AIM OF THE EXERCISE:
Can you convert every line of the rows below, from the line containing "Would you mind placing a dot on the black" through the last line, both included, into a JSON list of strings with one string per line and blank lines skipped?

RECORDS SUPPLIED:
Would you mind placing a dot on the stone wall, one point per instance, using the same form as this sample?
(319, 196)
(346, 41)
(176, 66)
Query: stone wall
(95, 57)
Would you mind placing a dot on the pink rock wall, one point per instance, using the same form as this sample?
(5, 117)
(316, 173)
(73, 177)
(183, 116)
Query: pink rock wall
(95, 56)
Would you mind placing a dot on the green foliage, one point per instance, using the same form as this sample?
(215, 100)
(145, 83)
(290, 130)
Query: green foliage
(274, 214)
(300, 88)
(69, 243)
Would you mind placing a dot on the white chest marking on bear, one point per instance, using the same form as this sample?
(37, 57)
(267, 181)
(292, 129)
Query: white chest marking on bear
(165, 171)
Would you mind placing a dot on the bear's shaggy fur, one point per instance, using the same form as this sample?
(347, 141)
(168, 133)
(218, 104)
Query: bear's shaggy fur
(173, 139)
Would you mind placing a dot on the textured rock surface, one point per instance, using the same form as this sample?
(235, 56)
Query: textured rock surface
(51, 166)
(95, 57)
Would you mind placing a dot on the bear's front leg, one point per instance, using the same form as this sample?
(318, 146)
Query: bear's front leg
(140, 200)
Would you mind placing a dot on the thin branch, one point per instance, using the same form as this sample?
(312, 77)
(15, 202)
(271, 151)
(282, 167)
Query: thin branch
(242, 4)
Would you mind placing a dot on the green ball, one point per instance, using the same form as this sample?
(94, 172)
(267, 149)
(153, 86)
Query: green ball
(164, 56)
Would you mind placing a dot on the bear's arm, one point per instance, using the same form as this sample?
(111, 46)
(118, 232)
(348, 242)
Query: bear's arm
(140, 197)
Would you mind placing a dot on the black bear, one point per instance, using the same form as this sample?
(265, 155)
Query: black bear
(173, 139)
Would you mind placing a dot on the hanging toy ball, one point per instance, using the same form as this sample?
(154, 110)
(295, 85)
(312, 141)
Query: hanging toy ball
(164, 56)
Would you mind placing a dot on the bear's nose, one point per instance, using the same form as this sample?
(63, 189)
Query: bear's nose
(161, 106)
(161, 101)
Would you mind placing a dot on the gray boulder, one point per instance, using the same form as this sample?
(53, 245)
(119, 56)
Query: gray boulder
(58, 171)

REPLY TO THE EXERCISE:
[
  "Would you mind placing a dot on the black bear, one point per instance, using the same form as this sample?",
  "(265, 155)",
  "Query: black bear",
  "(173, 139)",
  "Would you mind placing a dot on the hanging toy ball, one point per instance, using the same form as this sample?",
  "(154, 110)",
  "(295, 85)",
  "(312, 141)",
  "Query: hanging toy ball",
  "(164, 56)",
  "Would you mind placing a dot on the bear's nose, one point per instance, using the same form as this sample?",
  "(63, 189)",
  "Query: bear's nose",
  "(161, 106)",
  "(161, 101)",
  "Would you mind placing a dot on the gray boulder, one point per instance, using the same form as this sample?",
  "(53, 245)",
  "(119, 56)",
  "Query: gray boulder",
  "(58, 171)"
]